[WORK TASK]:
In the records below, print each line exactly and leave every image out.

(Stored data entries)
╔══
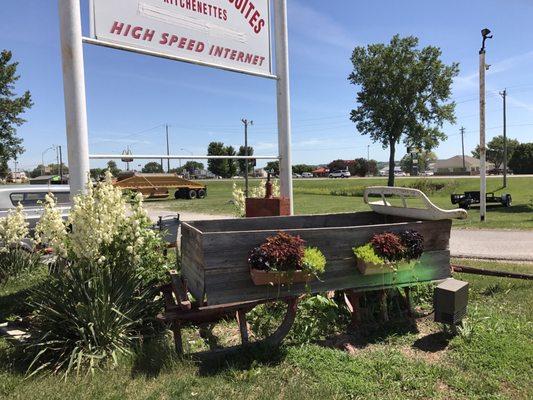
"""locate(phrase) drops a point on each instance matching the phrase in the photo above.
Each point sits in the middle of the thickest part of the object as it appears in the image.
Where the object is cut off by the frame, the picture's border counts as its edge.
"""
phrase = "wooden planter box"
(260, 278)
(367, 268)
(215, 254)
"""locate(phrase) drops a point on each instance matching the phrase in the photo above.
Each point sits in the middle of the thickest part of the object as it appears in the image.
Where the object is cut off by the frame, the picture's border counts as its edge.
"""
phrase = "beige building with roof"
(454, 166)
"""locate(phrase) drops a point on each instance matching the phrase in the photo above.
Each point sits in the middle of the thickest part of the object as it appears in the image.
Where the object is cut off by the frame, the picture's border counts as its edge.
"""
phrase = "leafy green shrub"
(314, 261)
(368, 254)
(388, 245)
(413, 242)
(15, 262)
(88, 316)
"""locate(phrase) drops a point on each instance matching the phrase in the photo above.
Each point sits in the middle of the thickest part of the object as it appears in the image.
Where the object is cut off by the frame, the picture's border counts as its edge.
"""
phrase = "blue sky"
(130, 97)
╚══
[COMPLETED TASK]:
"""locate(phrase) drops a point on each instance matching the phrase in the photo above.
Each point sits in the middle of the thickest part of the object as it appears in the image.
Where the object is cut off by the frame, the picture's border counts as its edge.
"""
phrase = "wooden planter box"
(260, 278)
(367, 268)
(215, 254)
"""locate(phrase) drops a point on each instance matching the phrase in the photo above.
Each point sits in the middle of the thickest part of the object as it appears in the image.
Where the object is cut off by the frame, the picture's border counts as its edge.
"""
phrase = "beige building with roof"
(454, 166)
"""locate(phrase) drops a point on each instance matching the phrase in the photo above.
Each point sits in the middle of the thickest part of the object as it appears in the image.
Where the object is cut off by the frame, the picture's border counts as its edge.
"""
phrase = "leafy green shrub"
(314, 261)
(368, 254)
(388, 245)
(413, 242)
(15, 262)
(88, 316)
"""locate(phrase) drops a point on each instance matching the phrase in the photo above.
Each point sits in the middle of the thickest part of the object as it appears in the image.
Where the object is cut off by the frame, the picture's border counts as its edge.
"""
phrase = "blue sky"
(130, 97)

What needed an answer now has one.